Record set ::
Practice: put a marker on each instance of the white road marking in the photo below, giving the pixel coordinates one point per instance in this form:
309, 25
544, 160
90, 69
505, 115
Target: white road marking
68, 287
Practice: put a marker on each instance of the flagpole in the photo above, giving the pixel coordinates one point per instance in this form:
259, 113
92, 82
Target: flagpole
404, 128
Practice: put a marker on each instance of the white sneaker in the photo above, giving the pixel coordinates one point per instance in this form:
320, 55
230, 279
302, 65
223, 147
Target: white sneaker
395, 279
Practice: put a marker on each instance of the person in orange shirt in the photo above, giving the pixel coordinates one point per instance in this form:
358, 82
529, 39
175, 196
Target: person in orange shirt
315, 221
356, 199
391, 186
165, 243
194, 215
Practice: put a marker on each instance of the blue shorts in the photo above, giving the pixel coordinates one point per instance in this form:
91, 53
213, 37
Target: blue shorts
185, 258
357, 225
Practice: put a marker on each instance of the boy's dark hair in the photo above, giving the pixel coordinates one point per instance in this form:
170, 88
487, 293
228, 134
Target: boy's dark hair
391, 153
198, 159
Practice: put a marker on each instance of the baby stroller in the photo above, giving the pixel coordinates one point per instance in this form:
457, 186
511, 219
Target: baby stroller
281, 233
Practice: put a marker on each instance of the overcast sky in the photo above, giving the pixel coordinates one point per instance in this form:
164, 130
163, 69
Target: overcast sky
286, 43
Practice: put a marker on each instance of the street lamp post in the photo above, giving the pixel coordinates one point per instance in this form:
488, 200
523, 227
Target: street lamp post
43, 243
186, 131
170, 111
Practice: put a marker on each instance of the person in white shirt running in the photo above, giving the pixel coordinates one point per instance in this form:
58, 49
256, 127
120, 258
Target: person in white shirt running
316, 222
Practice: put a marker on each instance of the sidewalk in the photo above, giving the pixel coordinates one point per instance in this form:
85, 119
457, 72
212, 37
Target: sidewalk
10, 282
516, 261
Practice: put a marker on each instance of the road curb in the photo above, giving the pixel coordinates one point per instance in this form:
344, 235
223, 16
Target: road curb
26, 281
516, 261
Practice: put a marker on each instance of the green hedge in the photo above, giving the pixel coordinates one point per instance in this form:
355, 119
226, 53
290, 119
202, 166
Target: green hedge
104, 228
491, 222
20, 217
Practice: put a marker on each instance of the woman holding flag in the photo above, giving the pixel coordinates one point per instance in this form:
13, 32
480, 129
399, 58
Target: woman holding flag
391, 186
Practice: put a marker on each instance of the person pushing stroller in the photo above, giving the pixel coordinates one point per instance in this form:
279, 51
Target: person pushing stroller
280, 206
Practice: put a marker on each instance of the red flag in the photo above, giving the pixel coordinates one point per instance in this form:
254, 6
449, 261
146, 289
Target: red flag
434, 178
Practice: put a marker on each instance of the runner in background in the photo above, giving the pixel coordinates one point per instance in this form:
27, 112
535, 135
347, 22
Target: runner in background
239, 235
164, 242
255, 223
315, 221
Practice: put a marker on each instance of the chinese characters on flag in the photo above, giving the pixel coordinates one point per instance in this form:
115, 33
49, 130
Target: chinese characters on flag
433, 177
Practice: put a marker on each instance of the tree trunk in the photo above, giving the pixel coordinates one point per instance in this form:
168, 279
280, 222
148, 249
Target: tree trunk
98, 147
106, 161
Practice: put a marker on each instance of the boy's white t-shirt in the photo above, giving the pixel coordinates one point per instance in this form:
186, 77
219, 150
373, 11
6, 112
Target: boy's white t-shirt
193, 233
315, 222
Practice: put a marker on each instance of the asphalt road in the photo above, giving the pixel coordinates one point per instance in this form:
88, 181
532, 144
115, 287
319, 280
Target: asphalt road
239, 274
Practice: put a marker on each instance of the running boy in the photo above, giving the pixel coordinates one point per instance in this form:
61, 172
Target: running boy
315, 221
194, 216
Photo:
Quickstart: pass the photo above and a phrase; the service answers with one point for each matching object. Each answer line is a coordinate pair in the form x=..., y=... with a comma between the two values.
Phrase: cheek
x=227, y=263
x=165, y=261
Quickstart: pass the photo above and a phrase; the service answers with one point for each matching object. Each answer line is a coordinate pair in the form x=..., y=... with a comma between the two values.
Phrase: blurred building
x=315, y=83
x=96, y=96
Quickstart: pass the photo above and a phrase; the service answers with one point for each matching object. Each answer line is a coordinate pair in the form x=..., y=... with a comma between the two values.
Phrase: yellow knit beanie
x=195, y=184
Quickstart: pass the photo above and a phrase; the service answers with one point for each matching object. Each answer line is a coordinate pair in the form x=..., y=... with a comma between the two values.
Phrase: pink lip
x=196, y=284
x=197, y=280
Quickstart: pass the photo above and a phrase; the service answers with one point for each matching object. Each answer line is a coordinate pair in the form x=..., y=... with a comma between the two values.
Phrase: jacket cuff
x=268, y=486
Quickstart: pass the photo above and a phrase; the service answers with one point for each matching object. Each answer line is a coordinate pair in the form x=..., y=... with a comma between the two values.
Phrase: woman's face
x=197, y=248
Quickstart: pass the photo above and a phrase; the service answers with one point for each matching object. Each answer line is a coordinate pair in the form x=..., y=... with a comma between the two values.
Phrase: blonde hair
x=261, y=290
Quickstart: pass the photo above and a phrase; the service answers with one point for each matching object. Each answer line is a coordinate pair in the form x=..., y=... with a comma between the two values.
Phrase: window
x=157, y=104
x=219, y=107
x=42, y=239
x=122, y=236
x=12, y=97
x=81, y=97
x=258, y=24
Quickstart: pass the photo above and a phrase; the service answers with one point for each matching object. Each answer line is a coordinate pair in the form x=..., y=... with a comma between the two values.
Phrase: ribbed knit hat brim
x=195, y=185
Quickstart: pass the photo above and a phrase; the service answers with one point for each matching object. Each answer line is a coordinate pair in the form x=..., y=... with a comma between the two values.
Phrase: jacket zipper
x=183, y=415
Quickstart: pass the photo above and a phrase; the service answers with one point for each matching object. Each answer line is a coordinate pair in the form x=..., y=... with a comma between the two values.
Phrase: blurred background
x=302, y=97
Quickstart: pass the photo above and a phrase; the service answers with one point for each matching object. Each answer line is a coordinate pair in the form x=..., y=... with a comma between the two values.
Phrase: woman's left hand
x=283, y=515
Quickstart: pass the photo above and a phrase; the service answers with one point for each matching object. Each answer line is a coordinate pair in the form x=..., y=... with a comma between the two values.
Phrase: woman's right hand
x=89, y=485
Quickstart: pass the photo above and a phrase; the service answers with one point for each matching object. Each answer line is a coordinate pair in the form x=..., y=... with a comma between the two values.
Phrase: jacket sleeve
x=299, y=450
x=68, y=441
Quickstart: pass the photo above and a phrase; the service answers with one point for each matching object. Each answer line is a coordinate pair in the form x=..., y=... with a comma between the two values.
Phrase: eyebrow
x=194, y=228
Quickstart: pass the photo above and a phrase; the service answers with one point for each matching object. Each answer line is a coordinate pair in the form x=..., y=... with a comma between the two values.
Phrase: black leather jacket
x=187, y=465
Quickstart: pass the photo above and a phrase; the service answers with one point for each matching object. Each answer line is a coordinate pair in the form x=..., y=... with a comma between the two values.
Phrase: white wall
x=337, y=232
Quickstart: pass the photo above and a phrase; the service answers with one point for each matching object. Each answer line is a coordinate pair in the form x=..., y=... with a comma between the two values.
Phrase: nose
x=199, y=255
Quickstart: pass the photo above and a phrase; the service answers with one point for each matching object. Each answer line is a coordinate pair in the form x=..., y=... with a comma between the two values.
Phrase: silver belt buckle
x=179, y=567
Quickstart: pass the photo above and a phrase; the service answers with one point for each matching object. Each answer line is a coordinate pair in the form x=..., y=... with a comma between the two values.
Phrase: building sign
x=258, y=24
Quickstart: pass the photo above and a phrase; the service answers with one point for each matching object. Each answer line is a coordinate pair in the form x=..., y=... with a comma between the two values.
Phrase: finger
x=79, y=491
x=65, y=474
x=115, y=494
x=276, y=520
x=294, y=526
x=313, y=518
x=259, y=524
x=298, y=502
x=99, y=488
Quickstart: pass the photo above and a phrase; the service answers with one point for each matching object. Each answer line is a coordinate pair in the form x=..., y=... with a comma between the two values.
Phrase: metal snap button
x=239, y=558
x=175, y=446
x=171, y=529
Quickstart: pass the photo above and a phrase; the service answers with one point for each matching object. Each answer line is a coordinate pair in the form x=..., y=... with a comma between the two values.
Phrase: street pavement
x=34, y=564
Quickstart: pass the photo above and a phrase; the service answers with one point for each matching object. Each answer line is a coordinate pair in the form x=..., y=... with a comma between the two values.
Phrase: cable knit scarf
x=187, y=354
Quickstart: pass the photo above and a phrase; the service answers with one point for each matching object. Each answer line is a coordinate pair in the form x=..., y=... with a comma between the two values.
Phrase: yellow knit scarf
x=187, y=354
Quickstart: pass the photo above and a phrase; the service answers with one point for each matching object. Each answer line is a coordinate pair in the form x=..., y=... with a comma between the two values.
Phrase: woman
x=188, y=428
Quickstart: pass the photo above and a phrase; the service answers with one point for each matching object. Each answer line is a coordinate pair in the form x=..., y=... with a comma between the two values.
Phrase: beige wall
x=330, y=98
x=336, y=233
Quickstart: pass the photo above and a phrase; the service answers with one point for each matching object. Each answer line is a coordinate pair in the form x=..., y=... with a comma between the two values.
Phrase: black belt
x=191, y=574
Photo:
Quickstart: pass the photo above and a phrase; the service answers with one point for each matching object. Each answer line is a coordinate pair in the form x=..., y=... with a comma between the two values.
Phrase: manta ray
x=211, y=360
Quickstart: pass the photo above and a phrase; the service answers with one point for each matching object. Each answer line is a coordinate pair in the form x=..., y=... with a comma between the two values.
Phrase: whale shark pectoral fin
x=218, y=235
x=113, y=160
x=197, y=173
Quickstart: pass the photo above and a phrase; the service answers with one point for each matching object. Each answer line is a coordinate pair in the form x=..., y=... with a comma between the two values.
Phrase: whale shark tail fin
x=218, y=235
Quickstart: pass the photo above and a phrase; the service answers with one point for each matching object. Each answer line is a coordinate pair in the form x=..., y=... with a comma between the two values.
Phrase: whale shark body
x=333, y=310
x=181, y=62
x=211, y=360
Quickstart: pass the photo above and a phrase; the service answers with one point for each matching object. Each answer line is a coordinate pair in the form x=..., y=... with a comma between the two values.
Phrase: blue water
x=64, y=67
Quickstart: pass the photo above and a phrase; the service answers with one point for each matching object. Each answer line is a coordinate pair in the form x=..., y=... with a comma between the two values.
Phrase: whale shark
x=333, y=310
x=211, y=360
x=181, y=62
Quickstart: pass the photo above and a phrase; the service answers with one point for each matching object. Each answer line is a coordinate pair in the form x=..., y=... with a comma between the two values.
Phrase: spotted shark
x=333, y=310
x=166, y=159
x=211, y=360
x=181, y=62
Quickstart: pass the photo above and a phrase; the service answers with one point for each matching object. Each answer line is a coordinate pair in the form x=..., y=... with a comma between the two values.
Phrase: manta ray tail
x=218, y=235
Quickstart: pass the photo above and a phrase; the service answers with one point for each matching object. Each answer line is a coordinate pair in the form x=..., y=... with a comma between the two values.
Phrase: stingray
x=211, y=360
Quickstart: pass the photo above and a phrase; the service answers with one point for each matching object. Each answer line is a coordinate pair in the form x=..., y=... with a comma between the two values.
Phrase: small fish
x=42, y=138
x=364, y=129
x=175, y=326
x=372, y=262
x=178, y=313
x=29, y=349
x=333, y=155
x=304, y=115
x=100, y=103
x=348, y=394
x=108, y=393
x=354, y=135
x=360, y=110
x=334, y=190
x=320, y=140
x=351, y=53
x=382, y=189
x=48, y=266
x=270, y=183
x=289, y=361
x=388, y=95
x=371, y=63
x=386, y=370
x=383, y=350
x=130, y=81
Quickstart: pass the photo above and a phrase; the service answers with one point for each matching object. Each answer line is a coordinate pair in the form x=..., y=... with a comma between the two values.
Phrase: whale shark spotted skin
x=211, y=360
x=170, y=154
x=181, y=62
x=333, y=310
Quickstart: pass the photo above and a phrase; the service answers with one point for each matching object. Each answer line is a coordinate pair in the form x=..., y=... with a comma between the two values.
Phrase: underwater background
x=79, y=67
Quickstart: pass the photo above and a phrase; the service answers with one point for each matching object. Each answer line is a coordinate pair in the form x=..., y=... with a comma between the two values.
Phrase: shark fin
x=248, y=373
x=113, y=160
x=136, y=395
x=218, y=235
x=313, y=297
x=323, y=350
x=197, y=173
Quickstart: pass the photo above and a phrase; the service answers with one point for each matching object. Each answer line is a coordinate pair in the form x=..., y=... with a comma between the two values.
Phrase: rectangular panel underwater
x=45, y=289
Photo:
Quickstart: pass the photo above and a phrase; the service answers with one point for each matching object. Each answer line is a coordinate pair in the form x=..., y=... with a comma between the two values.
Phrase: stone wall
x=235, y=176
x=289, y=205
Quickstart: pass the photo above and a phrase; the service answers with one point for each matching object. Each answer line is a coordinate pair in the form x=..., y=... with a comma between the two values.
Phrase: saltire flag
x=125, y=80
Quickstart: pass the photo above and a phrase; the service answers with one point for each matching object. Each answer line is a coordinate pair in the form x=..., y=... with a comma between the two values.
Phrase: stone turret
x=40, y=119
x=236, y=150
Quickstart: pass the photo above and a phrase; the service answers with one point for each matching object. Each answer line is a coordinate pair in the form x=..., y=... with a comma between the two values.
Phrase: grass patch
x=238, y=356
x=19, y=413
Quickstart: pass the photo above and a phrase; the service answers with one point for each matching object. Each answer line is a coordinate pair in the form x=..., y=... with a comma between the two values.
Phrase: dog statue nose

Written task :: Gather every line of the data above that contains the string "sneaker". Case counts when matching.

Full answer ::
Practice: put a marker on each instance of the white sneaker in the photo above, giving the pixel coordinates one point per instance in this form:
Target: white sneaker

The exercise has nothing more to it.